[Excerpt from a dataset]
::::::::
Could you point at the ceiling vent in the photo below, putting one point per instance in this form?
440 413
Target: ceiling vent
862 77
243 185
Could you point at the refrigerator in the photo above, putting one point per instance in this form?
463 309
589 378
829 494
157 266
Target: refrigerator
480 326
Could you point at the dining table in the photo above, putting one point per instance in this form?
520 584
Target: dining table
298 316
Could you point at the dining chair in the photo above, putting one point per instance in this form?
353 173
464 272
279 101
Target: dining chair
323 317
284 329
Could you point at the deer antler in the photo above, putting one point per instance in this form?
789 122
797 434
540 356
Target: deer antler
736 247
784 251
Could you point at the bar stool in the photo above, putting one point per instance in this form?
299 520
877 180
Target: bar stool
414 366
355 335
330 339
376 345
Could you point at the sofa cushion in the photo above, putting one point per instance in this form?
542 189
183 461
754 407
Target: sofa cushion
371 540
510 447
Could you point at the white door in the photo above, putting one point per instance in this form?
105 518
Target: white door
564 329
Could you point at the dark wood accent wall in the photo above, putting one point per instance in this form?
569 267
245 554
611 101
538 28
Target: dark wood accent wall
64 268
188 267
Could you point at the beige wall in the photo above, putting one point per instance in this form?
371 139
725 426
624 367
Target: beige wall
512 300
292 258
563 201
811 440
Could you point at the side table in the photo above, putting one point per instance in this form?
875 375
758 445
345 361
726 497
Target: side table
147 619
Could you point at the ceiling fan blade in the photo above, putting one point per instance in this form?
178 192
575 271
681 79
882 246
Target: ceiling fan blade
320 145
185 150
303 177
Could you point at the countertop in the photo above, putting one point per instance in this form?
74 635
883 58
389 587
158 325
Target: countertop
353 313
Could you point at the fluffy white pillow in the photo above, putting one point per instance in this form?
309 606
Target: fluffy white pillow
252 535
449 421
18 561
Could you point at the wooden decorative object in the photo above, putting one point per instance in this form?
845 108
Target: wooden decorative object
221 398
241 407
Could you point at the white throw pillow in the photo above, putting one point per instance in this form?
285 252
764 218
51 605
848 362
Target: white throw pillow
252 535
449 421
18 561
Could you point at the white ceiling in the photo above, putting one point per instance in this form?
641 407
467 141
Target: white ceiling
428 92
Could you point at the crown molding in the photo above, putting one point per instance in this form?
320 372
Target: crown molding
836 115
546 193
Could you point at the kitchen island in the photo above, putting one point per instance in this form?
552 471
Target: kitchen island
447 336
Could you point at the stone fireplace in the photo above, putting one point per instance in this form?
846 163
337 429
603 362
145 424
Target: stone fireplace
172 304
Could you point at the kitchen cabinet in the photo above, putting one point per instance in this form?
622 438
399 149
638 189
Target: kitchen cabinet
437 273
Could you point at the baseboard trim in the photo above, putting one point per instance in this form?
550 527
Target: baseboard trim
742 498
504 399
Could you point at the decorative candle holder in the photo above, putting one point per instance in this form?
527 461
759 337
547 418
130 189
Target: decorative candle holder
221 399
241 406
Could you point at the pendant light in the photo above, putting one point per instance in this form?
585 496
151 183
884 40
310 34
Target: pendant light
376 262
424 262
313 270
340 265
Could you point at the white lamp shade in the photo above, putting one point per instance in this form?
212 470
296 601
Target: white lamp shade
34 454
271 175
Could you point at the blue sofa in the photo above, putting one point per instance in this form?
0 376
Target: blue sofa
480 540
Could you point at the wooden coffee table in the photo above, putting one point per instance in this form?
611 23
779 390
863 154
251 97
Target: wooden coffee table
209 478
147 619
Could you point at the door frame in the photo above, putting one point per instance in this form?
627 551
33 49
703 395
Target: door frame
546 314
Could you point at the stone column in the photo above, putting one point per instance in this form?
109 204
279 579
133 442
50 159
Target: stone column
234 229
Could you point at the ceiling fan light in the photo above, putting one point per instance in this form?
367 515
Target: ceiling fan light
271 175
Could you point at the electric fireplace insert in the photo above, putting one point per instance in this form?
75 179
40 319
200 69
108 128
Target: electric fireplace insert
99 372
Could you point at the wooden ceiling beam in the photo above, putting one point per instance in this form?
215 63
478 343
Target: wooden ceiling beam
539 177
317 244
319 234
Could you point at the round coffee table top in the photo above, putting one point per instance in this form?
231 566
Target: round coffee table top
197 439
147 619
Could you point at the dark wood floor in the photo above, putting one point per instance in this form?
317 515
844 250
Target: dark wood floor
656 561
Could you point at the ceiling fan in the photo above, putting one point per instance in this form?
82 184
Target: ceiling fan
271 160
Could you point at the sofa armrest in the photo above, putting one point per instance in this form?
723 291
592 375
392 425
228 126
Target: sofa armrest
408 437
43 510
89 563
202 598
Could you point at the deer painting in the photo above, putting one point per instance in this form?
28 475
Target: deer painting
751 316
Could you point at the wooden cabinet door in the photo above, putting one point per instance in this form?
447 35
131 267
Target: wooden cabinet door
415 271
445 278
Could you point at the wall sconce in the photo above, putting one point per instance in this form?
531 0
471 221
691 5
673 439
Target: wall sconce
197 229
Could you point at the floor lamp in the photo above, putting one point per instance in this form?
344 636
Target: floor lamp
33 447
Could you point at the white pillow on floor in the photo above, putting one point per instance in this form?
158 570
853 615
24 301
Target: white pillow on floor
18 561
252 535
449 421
::::::::
REQUIREMENT: Give again, word for word, every line from the one holding "Could you point at the wall" to the end of the data.

CORRECT RESPONSE:
Could you point at the wall sconce in the photo above, putting one point per instance in this form?
531 0
471 221
691 5
673 439
Target: wall sconce
197 229
Could you point at the floor lamp in the photo above, putting one point per instance in this form?
344 636
Target: floor lamp
33 447
Could you point at the white pillow on floor in the photo above, putting one point per instance in this form?
158 570
853 615
24 301
Target: white pillow on floor
18 561
252 535
449 421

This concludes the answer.